Supplied text:
*****

Chris Smith, the expert from the Federal Aviation Administration (FAA) Technical Center who led the intrusive inspection team’s effort, countered that ugly facts have not been swept under the rug of bureaucratic formalism. "Nowhere did we reinvent the data or results," Smith said flatly.

Second, Small Aircraft

The inspections of smaller twinjets, completed late last year, revealed numerous cases of chafing, split insulation, dirt, chemical contamination and inadequate separation of wiring from structure and flammable materials. In many cases the wiring installations violated approved practices. More than 2,200 individual wiring-related discrepancies were found, including breached insulation, metal shavings embedded in bundles, wires tied to fuel lines and tied to hot air pipes. None was deemed a "safety of flight" issue–a matter of judgment; but, at the very least, the more serious discrepancies fall under the heading of latent hazards.

ATSRAC member Capt. Ken Elias, representing the Air Line Pilots Association (ALPA), put the findings on the large and small jets into context. On the STA inspections, 31 percent of the significant findings were due to wiring conditions, whereas the figure was 35 percent for the LTA inspections.

*****

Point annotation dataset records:

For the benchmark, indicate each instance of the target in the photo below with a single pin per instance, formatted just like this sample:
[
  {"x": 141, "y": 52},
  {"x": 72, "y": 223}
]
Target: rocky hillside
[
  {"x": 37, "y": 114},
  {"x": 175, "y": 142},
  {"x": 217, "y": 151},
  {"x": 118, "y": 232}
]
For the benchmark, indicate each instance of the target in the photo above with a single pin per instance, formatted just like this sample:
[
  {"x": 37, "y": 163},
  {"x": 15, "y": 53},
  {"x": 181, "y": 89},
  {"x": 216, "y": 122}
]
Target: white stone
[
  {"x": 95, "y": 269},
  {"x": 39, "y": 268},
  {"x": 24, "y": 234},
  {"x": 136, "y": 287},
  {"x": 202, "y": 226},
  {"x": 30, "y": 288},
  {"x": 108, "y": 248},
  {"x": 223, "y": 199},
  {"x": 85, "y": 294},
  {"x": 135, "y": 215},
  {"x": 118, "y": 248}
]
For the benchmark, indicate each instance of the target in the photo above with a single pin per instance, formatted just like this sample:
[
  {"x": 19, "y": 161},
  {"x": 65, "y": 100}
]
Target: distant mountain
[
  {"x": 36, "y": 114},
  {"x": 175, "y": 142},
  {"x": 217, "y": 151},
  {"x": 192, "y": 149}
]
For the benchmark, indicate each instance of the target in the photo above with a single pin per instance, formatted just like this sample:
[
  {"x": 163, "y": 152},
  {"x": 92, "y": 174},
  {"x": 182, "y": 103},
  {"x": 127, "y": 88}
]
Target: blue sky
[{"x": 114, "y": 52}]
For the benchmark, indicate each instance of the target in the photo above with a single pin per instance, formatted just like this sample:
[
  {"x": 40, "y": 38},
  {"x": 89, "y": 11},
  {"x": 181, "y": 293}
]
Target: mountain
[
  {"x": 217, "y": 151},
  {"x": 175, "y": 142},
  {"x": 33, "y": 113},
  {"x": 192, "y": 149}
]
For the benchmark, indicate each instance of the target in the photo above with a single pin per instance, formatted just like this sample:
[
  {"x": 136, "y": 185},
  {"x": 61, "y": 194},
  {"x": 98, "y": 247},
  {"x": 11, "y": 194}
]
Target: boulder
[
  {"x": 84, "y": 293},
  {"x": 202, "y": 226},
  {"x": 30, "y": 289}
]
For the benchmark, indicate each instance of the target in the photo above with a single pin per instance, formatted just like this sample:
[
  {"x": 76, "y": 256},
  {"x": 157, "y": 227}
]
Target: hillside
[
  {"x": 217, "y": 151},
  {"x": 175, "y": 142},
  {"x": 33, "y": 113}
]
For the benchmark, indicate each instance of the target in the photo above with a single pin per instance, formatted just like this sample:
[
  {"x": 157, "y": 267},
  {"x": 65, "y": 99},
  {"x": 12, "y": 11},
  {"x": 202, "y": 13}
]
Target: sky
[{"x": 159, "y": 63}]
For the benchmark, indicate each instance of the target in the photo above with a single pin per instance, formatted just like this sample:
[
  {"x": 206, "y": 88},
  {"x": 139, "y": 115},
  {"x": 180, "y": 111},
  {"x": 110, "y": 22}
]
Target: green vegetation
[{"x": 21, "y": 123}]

*****

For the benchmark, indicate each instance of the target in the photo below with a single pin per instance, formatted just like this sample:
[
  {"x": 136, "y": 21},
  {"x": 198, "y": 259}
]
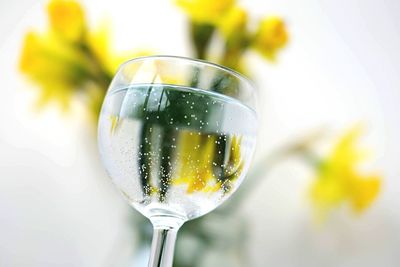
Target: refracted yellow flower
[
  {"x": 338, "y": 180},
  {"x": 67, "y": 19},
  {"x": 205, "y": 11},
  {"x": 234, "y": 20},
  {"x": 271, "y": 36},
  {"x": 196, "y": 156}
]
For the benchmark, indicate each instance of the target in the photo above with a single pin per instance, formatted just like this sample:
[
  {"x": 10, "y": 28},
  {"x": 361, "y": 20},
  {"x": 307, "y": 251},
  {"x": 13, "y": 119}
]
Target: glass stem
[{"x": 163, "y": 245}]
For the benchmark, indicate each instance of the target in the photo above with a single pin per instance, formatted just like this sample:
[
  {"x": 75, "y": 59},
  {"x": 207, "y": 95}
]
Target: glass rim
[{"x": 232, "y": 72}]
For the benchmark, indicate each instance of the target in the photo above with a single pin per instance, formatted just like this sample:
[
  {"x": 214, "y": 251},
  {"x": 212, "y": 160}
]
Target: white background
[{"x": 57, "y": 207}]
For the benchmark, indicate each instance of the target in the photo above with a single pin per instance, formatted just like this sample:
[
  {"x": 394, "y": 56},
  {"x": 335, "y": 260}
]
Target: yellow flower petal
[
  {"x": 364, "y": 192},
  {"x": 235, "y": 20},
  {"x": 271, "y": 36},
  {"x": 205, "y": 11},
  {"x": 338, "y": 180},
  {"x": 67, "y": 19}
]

*****

Complete the following:
1 – Answer these questions from the wiring inspection excerpt:
(a) Who led the intrusive inspection team's effort?
(b) How many individual wiring-related discrepancies were found in the inspections of smaller twinjets?
(c) What percentage of the significant findings on the STA inspections were due to wiring conditions?
2 – Repeat the wiring inspection excerpt word for word, starting with "Second, Small Aircraft" and going on through "of latent hazards.".
These items are separate material, distinct from the wiring inspection excerpt.

Solution list:
1 –
(a) Chris Smith, of the Federal Aviation Administration (FAA) Technical Center.
(b) More than 2,200.
(c) 31 percent.

2 –
Second, Small Aircraft

The inspections of smaller twinjets, completed late last year, revealed numerous cases of chafing, split insulation, dirt, chemical contamination and inadequate separation of wiring from structure and flammable materials. In many cases the wiring installations violated approved practices. More than 2,200 individual wiring-related discrepancies were found, including breached insulation, metal shavings embedded in bundles, wires tied to fuel lines and tied to hot air pipes. None was deemed a "safety of flight" issue–a matter of judgment; but, at the very least, the more serious discrepancies fall under the heading of latent hazards.